● **Selected excerpt**:
□ □ □ □

 In previous studies [Foster, 1993; Vlasov et al., 2003; Foster and Rideout, 2005], SED/TEC plumes are associated with a positive storm at lower latitudes, which can be distinguished from the density enhancement of SED at higher midlatitudes with a trough between the two regions. However, the two regions of density enhancement are connected to each other such that the lower latitude dense plasma is a source of the SED/TEC plumes [Foster, 1993]. In this regard, the current event also exhibited a severe daytime TEC storm.
 The 250-m/s westward plasma drift in the TEC-enhanced region is less than that of the sunset terminator movement (400 m/s at 41°N). This means that the dense plasma originated in the east (and south) at early local times. In addition to the general daytime positive storm, we noted a further TEC enhancement at lower latitudes at around 0900 UT in Figure 3. This corresponds to the layer uplift seen between 0600 and 0900 UT (1500 and 1800 LT) in Figure 4, and is interpreted as a poleward expansion of the equatorial anomaly. Plasma accumulation in the equatorial anomaly crest region due to an enhanced plasma fountain is the consequence of the plasma drift and diffusion acting over time. The electron density is expected to have maximized somewhat after the upward E × B drift subsided [Lin et al., 2005]. At around 0700 UT, the layer reached its maximum height and the upward E × B drift ceased. The peak of TEC was observed two hours later in Figure 3, which is consistent with the modeling results of Lin et al. . Although the origin of the disturbance is not very clear, the additional poleward expansion of the equatorial anomaly following the daytime severe TEC storm could promote the formation of the SED.

□ □ □ □

[Dataset items]
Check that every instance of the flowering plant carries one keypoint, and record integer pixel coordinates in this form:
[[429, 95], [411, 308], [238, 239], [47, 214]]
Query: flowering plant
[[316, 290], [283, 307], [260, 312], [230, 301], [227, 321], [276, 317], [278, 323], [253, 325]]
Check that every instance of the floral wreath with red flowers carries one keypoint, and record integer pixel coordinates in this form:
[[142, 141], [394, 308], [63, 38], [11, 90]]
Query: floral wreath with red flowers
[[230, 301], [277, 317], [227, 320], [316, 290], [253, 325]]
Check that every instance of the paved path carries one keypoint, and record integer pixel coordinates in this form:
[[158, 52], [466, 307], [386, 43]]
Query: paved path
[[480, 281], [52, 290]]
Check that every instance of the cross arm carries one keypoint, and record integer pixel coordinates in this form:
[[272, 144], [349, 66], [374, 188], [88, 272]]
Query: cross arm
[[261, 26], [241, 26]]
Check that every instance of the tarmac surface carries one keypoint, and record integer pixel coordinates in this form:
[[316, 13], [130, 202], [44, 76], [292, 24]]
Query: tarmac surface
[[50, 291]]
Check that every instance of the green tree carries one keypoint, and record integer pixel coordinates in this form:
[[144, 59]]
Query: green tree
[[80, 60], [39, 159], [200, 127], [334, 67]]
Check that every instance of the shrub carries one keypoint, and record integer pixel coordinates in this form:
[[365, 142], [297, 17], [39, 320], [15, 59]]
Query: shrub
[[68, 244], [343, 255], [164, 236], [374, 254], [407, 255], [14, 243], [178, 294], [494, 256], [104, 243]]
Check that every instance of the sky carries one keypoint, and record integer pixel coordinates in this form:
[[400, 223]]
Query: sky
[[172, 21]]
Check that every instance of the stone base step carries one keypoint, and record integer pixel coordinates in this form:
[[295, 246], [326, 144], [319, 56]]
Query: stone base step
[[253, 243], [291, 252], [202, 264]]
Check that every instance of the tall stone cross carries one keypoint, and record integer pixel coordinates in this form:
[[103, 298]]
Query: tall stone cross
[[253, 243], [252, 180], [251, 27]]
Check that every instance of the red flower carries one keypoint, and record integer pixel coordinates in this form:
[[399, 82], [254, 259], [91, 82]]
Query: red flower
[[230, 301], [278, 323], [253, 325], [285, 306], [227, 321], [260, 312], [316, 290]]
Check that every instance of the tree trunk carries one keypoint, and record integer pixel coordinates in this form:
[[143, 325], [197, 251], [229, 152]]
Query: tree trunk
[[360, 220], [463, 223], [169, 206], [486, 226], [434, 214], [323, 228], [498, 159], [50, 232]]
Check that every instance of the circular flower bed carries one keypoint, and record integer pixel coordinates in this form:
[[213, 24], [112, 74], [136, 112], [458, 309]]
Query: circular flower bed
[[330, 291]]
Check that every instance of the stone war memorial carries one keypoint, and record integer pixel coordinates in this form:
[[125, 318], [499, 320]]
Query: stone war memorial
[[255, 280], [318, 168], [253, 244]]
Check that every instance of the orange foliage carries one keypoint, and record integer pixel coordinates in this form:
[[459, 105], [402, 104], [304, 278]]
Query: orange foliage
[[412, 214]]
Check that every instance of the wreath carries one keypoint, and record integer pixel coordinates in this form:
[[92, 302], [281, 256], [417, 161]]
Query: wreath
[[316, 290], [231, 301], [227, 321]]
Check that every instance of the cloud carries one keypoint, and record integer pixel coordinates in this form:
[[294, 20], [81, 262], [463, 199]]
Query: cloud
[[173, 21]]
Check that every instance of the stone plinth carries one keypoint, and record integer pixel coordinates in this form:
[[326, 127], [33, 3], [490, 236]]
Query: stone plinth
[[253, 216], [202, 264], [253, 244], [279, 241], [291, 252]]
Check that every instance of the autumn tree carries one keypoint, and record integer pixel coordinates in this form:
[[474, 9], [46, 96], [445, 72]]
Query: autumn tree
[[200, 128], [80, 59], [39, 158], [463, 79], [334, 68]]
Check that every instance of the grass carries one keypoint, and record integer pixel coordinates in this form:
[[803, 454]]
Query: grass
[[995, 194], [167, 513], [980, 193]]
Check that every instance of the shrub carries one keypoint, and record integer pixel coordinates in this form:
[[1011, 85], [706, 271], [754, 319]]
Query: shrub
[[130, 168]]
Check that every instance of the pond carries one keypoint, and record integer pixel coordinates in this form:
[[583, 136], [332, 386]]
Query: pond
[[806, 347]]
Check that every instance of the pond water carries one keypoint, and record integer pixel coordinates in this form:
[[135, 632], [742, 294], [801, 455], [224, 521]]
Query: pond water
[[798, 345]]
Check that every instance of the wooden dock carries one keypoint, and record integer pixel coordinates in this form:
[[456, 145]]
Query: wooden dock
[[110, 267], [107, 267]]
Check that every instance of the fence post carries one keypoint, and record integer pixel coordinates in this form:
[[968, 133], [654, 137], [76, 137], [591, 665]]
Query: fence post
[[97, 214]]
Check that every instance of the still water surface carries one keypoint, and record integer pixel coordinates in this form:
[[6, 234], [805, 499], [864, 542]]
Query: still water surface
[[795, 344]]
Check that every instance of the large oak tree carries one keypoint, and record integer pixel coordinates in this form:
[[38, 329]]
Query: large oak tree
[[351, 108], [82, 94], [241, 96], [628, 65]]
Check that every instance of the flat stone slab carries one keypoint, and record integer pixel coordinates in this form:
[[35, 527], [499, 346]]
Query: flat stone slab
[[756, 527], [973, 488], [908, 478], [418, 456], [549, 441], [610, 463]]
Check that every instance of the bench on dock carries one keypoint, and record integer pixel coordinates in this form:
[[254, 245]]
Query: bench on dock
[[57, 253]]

□ □ □ □

● **Required work**:
1) In the ionosphere storm passage, how fast is the westward plasma drift in the TEC-enhanced region?
2) Swap "trough" for "gap" in the ionosphere storm passage and write out the part from "In previous studies" up to and including "daytime TEC storm.".
3) Put this sentence from the ionosphere storm passage into Spanish: "At around 0700 UT, the layer reached its maximum height and the upward E × B drift ceased."

● **Expected outputs**:
1) 250 m/s

2)
In previous studies [Foster, 1993; Vlasov et al., 2003; Foster and Rideout, 2005], SED/TEC plumes are associated with a positive storm at lower latitudes, which can be distinguished from the density enhancement of SED at higher midlatitudes with a gap between the two regions. However, the two regions of density enhancement are connected to each other such that the lower latitude dense plasma is a source of the SED/TEC plumes [Foster, 1993]. In this regard, the current event also exhibited a severe daytime TEC storm.

3) Alrededor de las 0700 UT, la capa alcanzó su altura máxima y la deriva E × B ascendente cesó.